---------- Data for processing ----------

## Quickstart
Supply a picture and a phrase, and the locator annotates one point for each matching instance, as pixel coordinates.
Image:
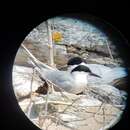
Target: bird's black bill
(95, 75)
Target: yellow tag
(56, 36)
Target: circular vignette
(111, 32)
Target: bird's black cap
(75, 61)
(82, 68)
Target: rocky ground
(65, 111)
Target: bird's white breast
(80, 79)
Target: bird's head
(84, 70)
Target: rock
(22, 78)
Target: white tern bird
(72, 82)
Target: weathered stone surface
(79, 39)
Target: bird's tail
(35, 61)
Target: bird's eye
(81, 43)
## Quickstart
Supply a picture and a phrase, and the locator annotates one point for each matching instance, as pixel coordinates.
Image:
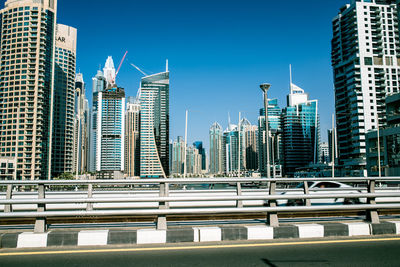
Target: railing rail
(271, 198)
(195, 181)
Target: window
(368, 61)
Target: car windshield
(301, 185)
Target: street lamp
(265, 87)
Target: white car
(322, 188)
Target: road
(364, 252)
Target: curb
(195, 234)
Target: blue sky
(219, 52)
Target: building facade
(110, 130)
(178, 156)
(275, 140)
(366, 61)
(132, 138)
(154, 126)
(216, 150)
(81, 128)
(300, 132)
(202, 151)
(26, 85)
(62, 159)
(193, 161)
(250, 147)
(389, 137)
(99, 84)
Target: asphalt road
(367, 252)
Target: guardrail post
(272, 217)
(89, 206)
(40, 224)
(8, 207)
(162, 219)
(306, 192)
(239, 203)
(372, 215)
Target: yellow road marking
(197, 247)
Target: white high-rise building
(132, 138)
(64, 102)
(109, 71)
(81, 122)
(366, 64)
(154, 125)
(216, 149)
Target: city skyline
(231, 56)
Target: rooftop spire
(291, 81)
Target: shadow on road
(292, 262)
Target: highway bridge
(62, 216)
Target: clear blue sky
(219, 52)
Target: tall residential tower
(366, 65)
(154, 125)
(64, 90)
(28, 31)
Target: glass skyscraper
(154, 126)
(300, 131)
(274, 119)
(28, 29)
(98, 86)
(111, 142)
(64, 91)
(216, 149)
(366, 67)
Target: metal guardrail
(163, 200)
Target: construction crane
(119, 67)
(136, 67)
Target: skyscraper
(64, 101)
(231, 150)
(109, 71)
(132, 138)
(154, 125)
(276, 156)
(365, 60)
(216, 149)
(300, 127)
(193, 161)
(26, 85)
(108, 124)
(202, 151)
(82, 127)
(98, 86)
(110, 130)
(178, 156)
(250, 147)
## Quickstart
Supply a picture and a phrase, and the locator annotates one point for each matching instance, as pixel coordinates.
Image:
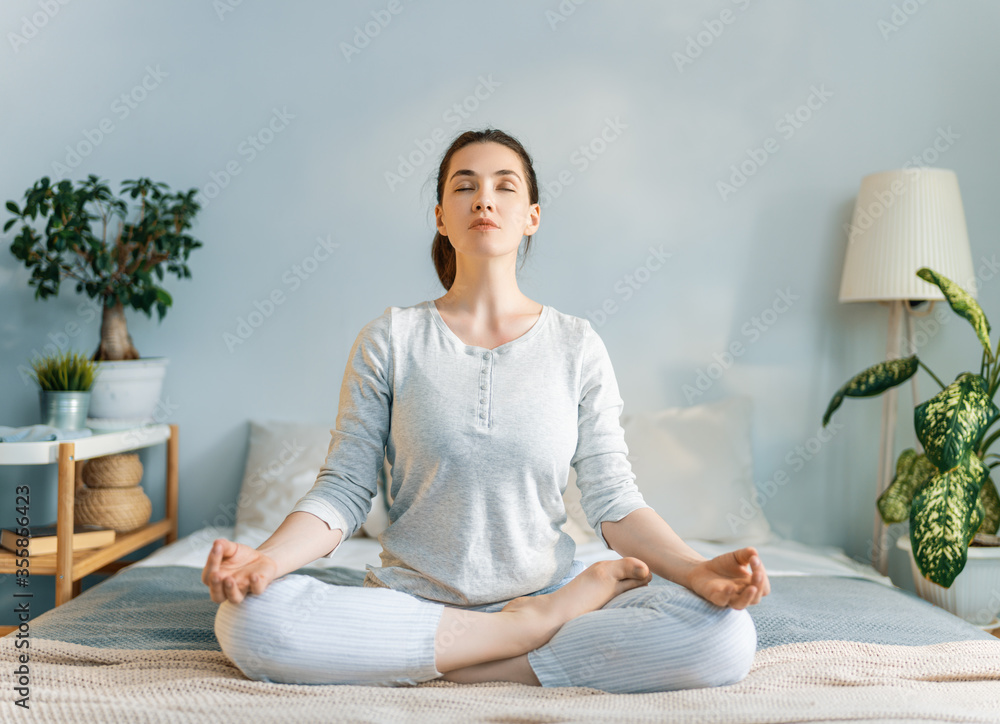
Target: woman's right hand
(234, 569)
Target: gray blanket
(168, 607)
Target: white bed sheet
(781, 556)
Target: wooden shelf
(89, 560)
(68, 566)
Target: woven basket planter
(112, 471)
(123, 509)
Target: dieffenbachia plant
(946, 492)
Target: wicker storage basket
(123, 509)
(112, 471)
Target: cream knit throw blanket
(828, 681)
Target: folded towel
(40, 433)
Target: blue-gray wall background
(338, 94)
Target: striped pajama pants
(658, 637)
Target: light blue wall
(882, 91)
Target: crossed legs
(604, 628)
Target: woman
(481, 400)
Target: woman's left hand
(735, 579)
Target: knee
(727, 646)
(248, 632)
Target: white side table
(68, 567)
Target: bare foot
(590, 590)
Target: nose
(484, 202)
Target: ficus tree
(122, 269)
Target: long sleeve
(348, 480)
(603, 472)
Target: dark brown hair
(442, 252)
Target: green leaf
(941, 519)
(873, 381)
(951, 423)
(963, 304)
(991, 505)
(913, 472)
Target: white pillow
(694, 466)
(282, 464)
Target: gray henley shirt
(480, 442)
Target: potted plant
(121, 270)
(946, 491)
(64, 382)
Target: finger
(257, 584)
(744, 555)
(745, 597)
(233, 593)
(214, 556)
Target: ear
(534, 219)
(439, 220)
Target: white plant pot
(128, 389)
(974, 594)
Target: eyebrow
(469, 172)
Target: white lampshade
(904, 220)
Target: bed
(836, 640)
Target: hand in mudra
(234, 569)
(735, 579)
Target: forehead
(485, 159)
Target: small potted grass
(64, 381)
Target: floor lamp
(903, 220)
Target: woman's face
(486, 182)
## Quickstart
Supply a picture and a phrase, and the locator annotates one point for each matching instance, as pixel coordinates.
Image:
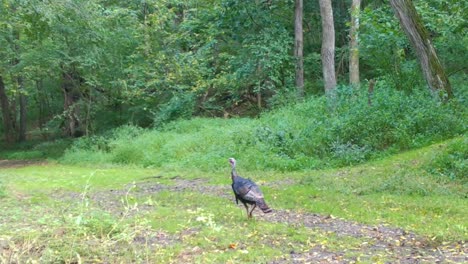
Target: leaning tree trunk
(414, 28)
(354, 43)
(328, 46)
(8, 120)
(299, 48)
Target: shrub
(451, 162)
(311, 134)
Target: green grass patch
(65, 213)
(313, 134)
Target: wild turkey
(247, 191)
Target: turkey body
(247, 192)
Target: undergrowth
(309, 135)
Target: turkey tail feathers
(264, 207)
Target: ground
(300, 236)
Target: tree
(328, 46)
(354, 43)
(299, 48)
(431, 67)
(8, 120)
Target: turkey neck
(234, 173)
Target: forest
(118, 119)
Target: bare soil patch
(395, 245)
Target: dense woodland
(81, 68)
(344, 121)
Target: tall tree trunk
(299, 48)
(431, 67)
(70, 88)
(8, 120)
(328, 46)
(354, 44)
(23, 111)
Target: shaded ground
(394, 244)
(20, 163)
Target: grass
(66, 213)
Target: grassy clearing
(63, 213)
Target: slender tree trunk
(71, 108)
(328, 46)
(23, 111)
(299, 48)
(431, 67)
(354, 44)
(8, 120)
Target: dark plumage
(247, 191)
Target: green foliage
(2, 190)
(300, 136)
(31, 150)
(451, 162)
(181, 106)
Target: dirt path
(394, 244)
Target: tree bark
(8, 120)
(299, 48)
(354, 44)
(328, 46)
(23, 111)
(431, 67)
(70, 88)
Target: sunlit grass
(57, 209)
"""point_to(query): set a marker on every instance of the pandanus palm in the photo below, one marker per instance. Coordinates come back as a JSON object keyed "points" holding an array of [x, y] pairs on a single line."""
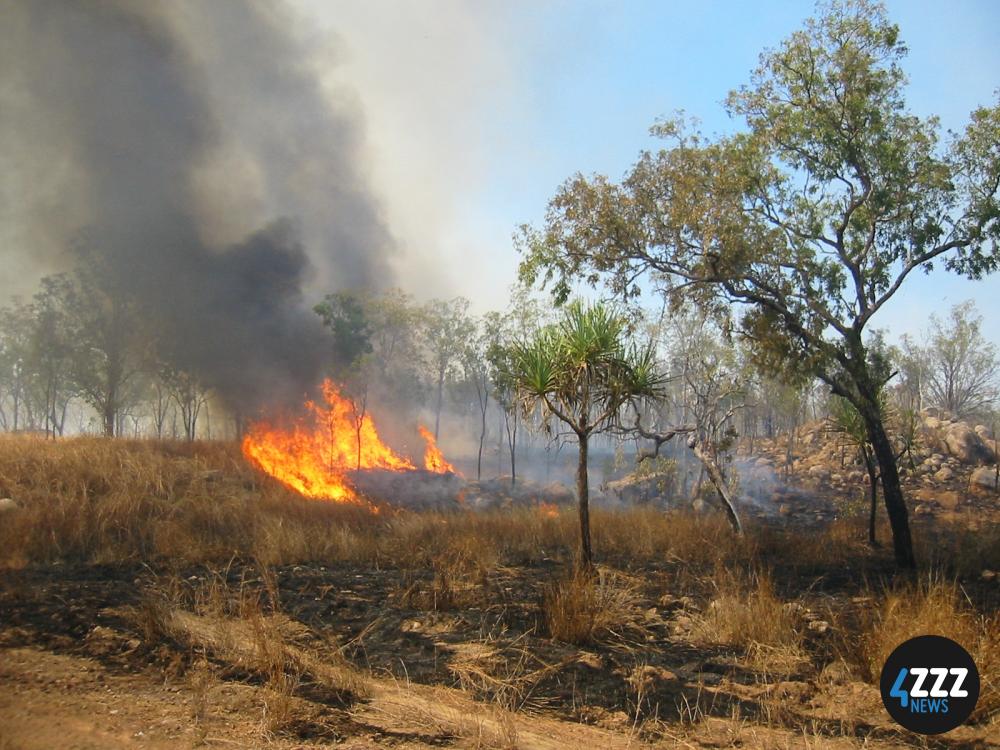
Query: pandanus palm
{"points": [[584, 370]]}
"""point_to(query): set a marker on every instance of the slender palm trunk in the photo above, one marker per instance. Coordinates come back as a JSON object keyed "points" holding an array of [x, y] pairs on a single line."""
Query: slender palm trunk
{"points": [[870, 467], [583, 498]]}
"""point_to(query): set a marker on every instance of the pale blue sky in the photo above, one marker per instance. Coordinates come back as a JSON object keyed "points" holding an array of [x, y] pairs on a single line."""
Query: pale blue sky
{"points": [[478, 112]]}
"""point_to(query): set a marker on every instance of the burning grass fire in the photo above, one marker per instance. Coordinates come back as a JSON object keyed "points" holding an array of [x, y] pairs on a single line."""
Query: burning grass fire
{"points": [[314, 456]]}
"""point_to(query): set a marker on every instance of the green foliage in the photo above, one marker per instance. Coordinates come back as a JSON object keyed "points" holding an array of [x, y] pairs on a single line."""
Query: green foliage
{"points": [[813, 217], [344, 314], [584, 369]]}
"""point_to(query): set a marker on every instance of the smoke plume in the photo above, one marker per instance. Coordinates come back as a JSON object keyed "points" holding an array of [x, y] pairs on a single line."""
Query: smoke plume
{"points": [[195, 148]]}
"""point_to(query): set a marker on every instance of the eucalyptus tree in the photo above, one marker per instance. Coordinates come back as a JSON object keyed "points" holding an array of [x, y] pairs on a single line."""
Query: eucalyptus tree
{"points": [[962, 371], [584, 370], [810, 219], [446, 329]]}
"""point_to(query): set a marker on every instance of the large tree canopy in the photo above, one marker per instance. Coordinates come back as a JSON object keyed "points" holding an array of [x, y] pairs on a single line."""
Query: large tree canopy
{"points": [[812, 217]]}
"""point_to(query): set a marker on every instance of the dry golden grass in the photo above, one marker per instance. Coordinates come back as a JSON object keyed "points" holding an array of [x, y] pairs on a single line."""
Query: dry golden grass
{"points": [[590, 606], [173, 505], [99, 501], [931, 606], [746, 612]]}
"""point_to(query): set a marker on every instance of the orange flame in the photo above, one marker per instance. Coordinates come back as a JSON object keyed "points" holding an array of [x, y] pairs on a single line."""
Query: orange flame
{"points": [[314, 455], [434, 459], [549, 510]]}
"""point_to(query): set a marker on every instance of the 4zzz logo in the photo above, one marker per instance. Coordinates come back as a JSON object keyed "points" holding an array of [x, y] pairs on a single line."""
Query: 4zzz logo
{"points": [[921, 700], [930, 699]]}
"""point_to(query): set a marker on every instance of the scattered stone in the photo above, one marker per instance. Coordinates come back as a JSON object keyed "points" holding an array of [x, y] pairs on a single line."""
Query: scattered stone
{"points": [[965, 445], [985, 476], [944, 474], [792, 690], [836, 672]]}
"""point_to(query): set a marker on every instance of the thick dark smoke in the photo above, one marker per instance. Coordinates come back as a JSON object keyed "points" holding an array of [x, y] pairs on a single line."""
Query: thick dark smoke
{"points": [[195, 146]]}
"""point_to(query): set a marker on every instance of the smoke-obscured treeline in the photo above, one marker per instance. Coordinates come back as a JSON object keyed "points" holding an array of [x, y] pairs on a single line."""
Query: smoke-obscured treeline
{"points": [[77, 358]]}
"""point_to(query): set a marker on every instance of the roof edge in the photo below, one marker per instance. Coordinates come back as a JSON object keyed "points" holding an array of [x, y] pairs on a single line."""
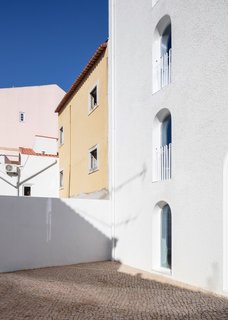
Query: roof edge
{"points": [[100, 50]]}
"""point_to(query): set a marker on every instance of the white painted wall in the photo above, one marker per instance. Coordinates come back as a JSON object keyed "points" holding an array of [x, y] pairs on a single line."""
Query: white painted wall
{"points": [[41, 232], [46, 184], [197, 99]]}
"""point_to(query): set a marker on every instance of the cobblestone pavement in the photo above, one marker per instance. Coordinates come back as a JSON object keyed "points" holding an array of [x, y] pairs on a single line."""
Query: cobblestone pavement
{"points": [[99, 291]]}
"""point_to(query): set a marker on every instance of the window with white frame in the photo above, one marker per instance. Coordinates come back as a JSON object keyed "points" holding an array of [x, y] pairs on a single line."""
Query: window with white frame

----------

### Aim of the task
Show the lines of the records that contain the word "with".

### Answer to this problem
"""point_to(query): set a marker on every instance of the window with white frame in the photo above, one marker per instance. Coordinates come back as a JSON object keyed "points" holding an array of [x, y] pairs on a single line."""
Query: window with white frame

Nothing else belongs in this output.